In the listing below, change each "Detector Module" to "Grounding Module" and reproduce the rest of the listing unchanged. Leave the pictures out.

━━━ PROVIDED RECORDS ━━━

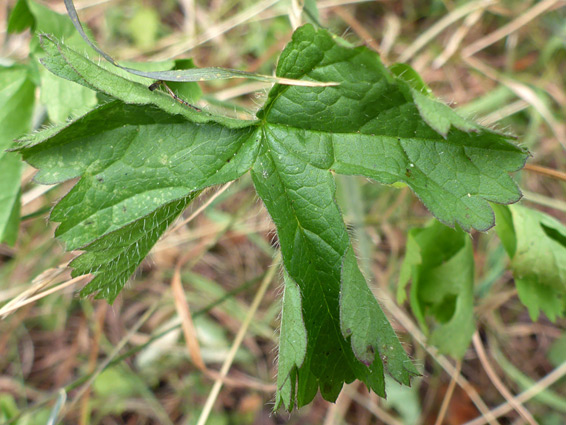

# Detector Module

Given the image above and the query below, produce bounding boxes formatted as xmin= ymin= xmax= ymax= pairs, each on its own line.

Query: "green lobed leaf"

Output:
xmin=494 ymin=205 xmax=566 ymax=321
xmin=17 ymin=101 xmax=257 ymax=250
xmin=252 ymin=125 xmax=418 ymax=407
xmin=70 ymin=191 xmax=200 ymax=303
xmin=258 ymin=26 xmax=527 ymax=230
xmin=398 ymin=220 xmax=475 ymax=358
xmin=0 ymin=66 xmax=35 ymax=245
xmin=36 ymin=36 xmax=240 ymax=128
xmin=275 ymin=273 xmax=307 ymax=411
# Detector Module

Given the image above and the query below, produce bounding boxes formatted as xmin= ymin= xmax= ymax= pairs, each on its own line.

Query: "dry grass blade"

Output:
xmin=472 ymin=331 xmax=538 ymax=425
xmin=524 ymin=164 xmax=566 ymax=182
xmin=165 ymin=181 xmax=234 ymax=236
xmin=378 ymin=293 xmax=499 ymax=425
xmin=434 ymin=359 xmax=462 ymax=425
xmin=345 ymin=387 xmax=403 ymax=425
xmin=462 ymin=0 xmax=566 ymax=57
xmin=478 ymin=100 xmax=530 ymax=127
xmin=523 ymin=189 xmax=566 ymax=212
xmin=152 ymin=0 xmax=279 ymax=60
xmin=464 ymin=57 xmax=566 ymax=149
xmin=171 ymin=262 xmax=210 ymax=371
xmin=332 ymin=6 xmax=379 ymax=53
xmin=197 ymin=254 xmax=281 ymax=425
xmin=0 ymin=275 xmax=87 ymax=319
xmin=399 ymin=0 xmax=494 ymax=62
xmin=62 ymin=299 xmax=165 ymax=424
xmin=432 ymin=8 xmax=485 ymax=69
xmin=79 ymin=302 xmax=108 ymax=425
xmin=464 ymin=362 xmax=566 ymax=425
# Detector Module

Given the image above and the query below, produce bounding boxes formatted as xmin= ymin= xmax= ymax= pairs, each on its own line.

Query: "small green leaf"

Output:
xmin=16 ymin=0 xmax=97 ymax=123
xmin=274 ymin=273 xmax=307 ymax=411
xmin=495 ymin=205 xmax=566 ymax=321
xmin=399 ymin=221 xmax=475 ymax=358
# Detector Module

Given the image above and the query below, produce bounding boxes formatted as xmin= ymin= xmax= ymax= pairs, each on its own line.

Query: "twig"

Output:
xmin=472 ymin=331 xmax=538 ymax=425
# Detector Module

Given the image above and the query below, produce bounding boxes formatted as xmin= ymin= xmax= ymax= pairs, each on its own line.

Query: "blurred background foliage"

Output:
xmin=0 ymin=0 xmax=566 ymax=425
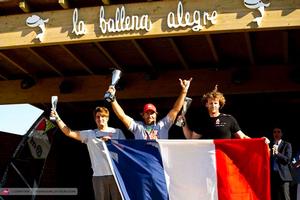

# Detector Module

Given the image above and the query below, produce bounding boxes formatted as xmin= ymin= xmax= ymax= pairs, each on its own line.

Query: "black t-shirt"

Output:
xmin=194 ymin=113 xmax=241 ymax=139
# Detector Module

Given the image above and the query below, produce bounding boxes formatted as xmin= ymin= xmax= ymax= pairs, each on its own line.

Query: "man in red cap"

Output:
xmin=108 ymin=78 xmax=192 ymax=140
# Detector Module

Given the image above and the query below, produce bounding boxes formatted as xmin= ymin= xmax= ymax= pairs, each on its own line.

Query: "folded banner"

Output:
xmin=107 ymin=139 xmax=270 ymax=200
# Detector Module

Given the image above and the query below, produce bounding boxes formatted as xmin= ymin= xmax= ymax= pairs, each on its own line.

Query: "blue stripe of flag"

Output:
xmin=107 ymin=140 xmax=169 ymax=200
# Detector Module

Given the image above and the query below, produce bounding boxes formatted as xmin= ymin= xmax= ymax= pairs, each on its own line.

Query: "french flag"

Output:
xmin=105 ymin=139 xmax=270 ymax=200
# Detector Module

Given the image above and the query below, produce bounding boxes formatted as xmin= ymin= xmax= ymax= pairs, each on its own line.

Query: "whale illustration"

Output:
xmin=26 ymin=15 xmax=49 ymax=41
xmin=244 ymin=0 xmax=270 ymax=26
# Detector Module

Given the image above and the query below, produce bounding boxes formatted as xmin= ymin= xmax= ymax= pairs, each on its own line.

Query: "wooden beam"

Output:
xmin=168 ymin=38 xmax=189 ymax=69
xmin=60 ymin=45 xmax=94 ymax=74
xmin=58 ymin=0 xmax=69 ymax=9
xmin=0 ymin=0 xmax=300 ymax=49
xmin=131 ymin=40 xmax=155 ymax=71
xmin=244 ymin=32 xmax=255 ymax=65
xmin=94 ymin=42 xmax=122 ymax=70
xmin=0 ymin=52 xmax=29 ymax=74
xmin=282 ymin=31 xmax=289 ymax=64
xmin=19 ymin=0 xmax=30 ymax=13
xmin=27 ymin=48 xmax=64 ymax=76
xmin=0 ymin=66 xmax=300 ymax=104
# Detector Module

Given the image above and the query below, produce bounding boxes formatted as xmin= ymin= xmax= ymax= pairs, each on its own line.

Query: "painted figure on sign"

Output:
xmin=244 ymin=0 xmax=270 ymax=26
xmin=26 ymin=15 xmax=49 ymax=41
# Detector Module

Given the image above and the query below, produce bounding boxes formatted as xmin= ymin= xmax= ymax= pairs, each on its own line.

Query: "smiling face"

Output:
xmin=142 ymin=110 xmax=157 ymax=125
xmin=94 ymin=107 xmax=109 ymax=130
xmin=95 ymin=112 xmax=108 ymax=130
xmin=205 ymin=98 xmax=220 ymax=117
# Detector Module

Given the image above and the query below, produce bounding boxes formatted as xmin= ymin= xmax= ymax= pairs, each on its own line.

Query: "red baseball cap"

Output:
xmin=144 ymin=103 xmax=156 ymax=113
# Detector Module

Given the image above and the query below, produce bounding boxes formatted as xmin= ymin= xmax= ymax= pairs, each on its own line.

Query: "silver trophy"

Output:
xmin=50 ymin=96 xmax=58 ymax=121
xmin=175 ymin=97 xmax=193 ymax=127
xmin=104 ymin=69 xmax=122 ymax=102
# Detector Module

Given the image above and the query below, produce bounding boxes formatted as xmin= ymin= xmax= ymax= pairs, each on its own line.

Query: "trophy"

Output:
xmin=104 ymin=69 xmax=121 ymax=102
xmin=50 ymin=96 xmax=58 ymax=121
xmin=175 ymin=97 xmax=193 ymax=127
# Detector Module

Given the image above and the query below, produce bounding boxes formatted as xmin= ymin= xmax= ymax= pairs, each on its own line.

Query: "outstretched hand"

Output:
xmin=50 ymin=110 xmax=60 ymax=121
xmin=107 ymin=85 xmax=116 ymax=96
xmin=179 ymin=78 xmax=193 ymax=92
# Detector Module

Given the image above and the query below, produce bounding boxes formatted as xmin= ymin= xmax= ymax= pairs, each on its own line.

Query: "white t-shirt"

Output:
xmin=79 ymin=127 xmax=126 ymax=176
xmin=128 ymin=115 xmax=173 ymax=140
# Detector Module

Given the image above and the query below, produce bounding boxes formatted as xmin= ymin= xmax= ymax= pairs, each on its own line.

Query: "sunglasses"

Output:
xmin=273 ymin=131 xmax=281 ymax=133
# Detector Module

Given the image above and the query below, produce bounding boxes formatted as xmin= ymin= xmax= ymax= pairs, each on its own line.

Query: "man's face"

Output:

━━━

→ RESULT OF THIS EXERCISE:
# Grounding Module

Given the image above and the query below, produce bounding boxes formatted as xmin= ymin= xmax= ymax= pairs, each on its own line.

Query: "green lobed leaf"

Output:
xmin=494 ymin=205 xmax=566 ymax=321
xmin=17 ymin=101 xmax=257 ymax=250
xmin=252 ymin=125 xmax=418 ymax=407
xmin=70 ymin=191 xmax=200 ymax=303
xmin=258 ymin=26 xmax=527 ymax=230
xmin=398 ymin=220 xmax=475 ymax=358
xmin=0 ymin=66 xmax=35 ymax=245
xmin=36 ymin=36 xmax=240 ymax=128
xmin=275 ymin=273 xmax=307 ymax=411
# Grounding Module

Given the image above and the query below, produce bounding boxes formatted as xmin= ymin= xmax= ymax= pairs, each on its own line.

Query: "dry grass blade"

Output:
xmin=472 ymin=331 xmax=538 ymax=425
xmin=524 ymin=164 xmax=566 ymax=182
xmin=165 ymin=181 xmax=234 ymax=236
xmin=378 ymin=293 xmax=499 ymax=425
xmin=434 ymin=359 xmax=462 ymax=425
xmin=345 ymin=387 xmax=403 ymax=425
xmin=462 ymin=0 xmax=566 ymax=57
xmin=478 ymin=100 xmax=530 ymax=127
xmin=523 ymin=189 xmax=566 ymax=212
xmin=152 ymin=0 xmax=279 ymax=60
xmin=464 ymin=57 xmax=566 ymax=149
xmin=171 ymin=262 xmax=210 ymax=371
xmin=332 ymin=6 xmax=379 ymax=53
xmin=197 ymin=254 xmax=281 ymax=425
xmin=0 ymin=275 xmax=87 ymax=319
xmin=399 ymin=0 xmax=494 ymax=62
xmin=62 ymin=299 xmax=165 ymax=424
xmin=432 ymin=8 xmax=485 ymax=69
xmin=79 ymin=302 xmax=108 ymax=425
xmin=464 ymin=362 xmax=566 ymax=425
# Grounding Module

Given the image above and the query below, produce bounding boxes formatted as xmin= ymin= xmax= ymax= pairs, each on its own line.

Query: "small green leaf"

Output:
xmin=16 ymin=0 xmax=97 ymax=123
xmin=274 ymin=273 xmax=307 ymax=411
xmin=495 ymin=205 xmax=566 ymax=321
xmin=399 ymin=221 xmax=475 ymax=358
# Grounding Module

Given the image above and the query below, produce bounding boxes formatted as xmin= ymin= xmax= ymax= pairs, each on its own line.

Query: "twig"

Output:
xmin=472 ymin=331 xmax=538 ymax=425
# Grounding Module

Given the image above and the query below, produce bounding boxes formatted as xmin= ymin= xmax= ymax= pairs, each on its own line.

Query: "blurred background foliage"

Output:
xmin=0 ymin=0 xmax=566 ymax=425

# Grounding Module

Given the image above and the query below, produce bounding boxes formatted as xmin= ymin= xmax= ymax= pairs, each on its own line.

Query: "black t-shirt"

Output:
xmin=194 ymin=113 xmax=241 ymax=139
# Grounding Module

Given the image above and the query below, produce bounding boxes formatted as xmin= ymin= xmax= ymax= pairs, each on its own line.

Query: "man in red cap"

Output:
xmin=108 ymin=78 xmax=192 ymax=140
# Grounding Module

Given the image above and the query below, produce bounding boxes formatted as xmin= ymin= xmax= ymax= pairs, each on its own line.

Query: "folded banner"

Output:
xmin=107 ymin=139 xmax=270 ymax=200
# Grounding Module

Given the image above and the query below, produce bounding boxes formatted as xmin= ymin= xmax= ymax= pairs, each on its own line.

Query: "blue stripe of flag"

Output:
xmin=107 ymin=140 xmax=169 ymax=200
# Grounding Module

Given the image above and the query below, produce bounding boxes formatted as xmin= ymin= xmax= ymax= pairs, each on its own line.

Query: "french flag"

Output:
xmin=105 ymin=139 xmax=270 ymax=200
# Grounding Module

Given the image above and the query below, produce bounding boxes formatted as xmin= ymin= xmax= ymax= pairs, each on its own line.

Query: "whale illustration"

Output:
xmin=26 ymin=15 xmax=49 ymax=41
xmin=244 ymin=0 xmax=270 ymax=26
# Grounding Module

Given the image above and the query below, produce bounding boxes formatted as xmin= ymin= xmax= ymax= pairs, each on its own line.

Query: "wooden beam"

Output:
xmin=168 ymin=38 xmax=189 ymax=69
xmin=60 ymin=45 xmax=94 ymax=74
xmin=58 ymin=0 xmax=69 ymax=9
xmin=0 ymin=0 xmax=300 ymax=49
xmin=131 ymin=40 xmax=155 ymax=71
xmin=244 ymin=32 xmax=255 ymax=65
xmin=94 ymin=42 xmax=122 ymax=70
xmin=0 ymin=52 xmax=29 ymax=74
xmin=282 ymin=31 xmax=289 ymax=64
xmin=19 ymin=0 xmax=30 ymax=13
xmin=27 ymin=48 xmax=64 ymax=76
xmin=0 ymin=66 xmax=300 ymax=104
# Grounding Module

Given the image above and the query below, produce bounding boxes formatted as xmin= ymin= xmax= ymax= pairs, each on its own line.

Query: "painted figure on sign"

Output:
xmin=244 ymin=0 xmax=270 ymax=26
xmin=26 ymin=15 xmax=49 ymax=41
# Grounding Module

Given the image above and the query below, produce bounding boxes formatted as xmin= ymin= xmax= ymax= pairs, each on its own line.

Query: "smiling face"

Output:
xmin=142 ymin=110 xmax=157 ymax=125
xmin=94 ymin=107 xmax=109 ymax=130
xmin=95 ymin=112 xmax=108 ymax=130
xmin=205 ymin=98 xmax=220 ymax=117
# Grounding Module

Given the image above and the query below, produce bounding boxes formatted as xmin= ymin= xmax= ymax= pairs, each on its own line.

Query: "red baseball cap"

Output:
xmin=144 ymin=103 xmax=156 ymax=113
# Grounding Module

Given the image above and the query below, produce bounding boxes formatted as xmin= ymin= xmax= ymax= pairs, each on its own line.

Query: "silver trophy"

Output:
xmin=50 ymin=96 xmax=58 ymax=121
xmin=175 ymin=97 xmax=193 ymax=127
xmin=104 ymin=69 xmax=122 ymax=102
# Grounding Module

Given the image above and the query below, produce bounding boxes formatted as xmin= ymin= xmax= ymax= pairs, each on its own line.

Query: "trophy"

Output:
xmin=104 ymin=69 xmax=121 ymax=102
xmin=50 ymin=96 xmax=58 ymax=121
xmin=175 ymin=97 xmax=193 ymax=127
# Grounding Module

Given the image above and the query below, produce bounding boxes formatted as xmin= ymin= xmax= ymax= pairs, each on its own line.

Query: "outstretched hand"

Output:
xmin=50 ymin=110 xmax=60 ymax=121
xmin=107 ymin=85 xmax=116 ymax=96
xmin=179 ymin=78 xmax=193 ymax=92
# Grounding Module

Given the image above and the query below, produce bounding boxes formatted as xmin= ymin= xmax= ymax= pairs, each on its own line.

Query: "white t-shirt"

Output:
xmin=79 ymin=127 xmax=126 ymax=176
xmin=128 ymin=115 xmax=173 ymax=140
# Grounding Module

Given the image above and the query below, produce bounding boxes formatted as xmin= ymin= xmax= ymax= pairs, each on its own line.

Query: "sunglasses"

Output:
xmin=273 ymin=131 xmax=281 ymax=133
# Grounding Module

Given the image above and the query below, produce bounding boxes formatted as xmin= ymin= xmax= ymax= pairs, each on its own line.

Query: "man's face"

Output:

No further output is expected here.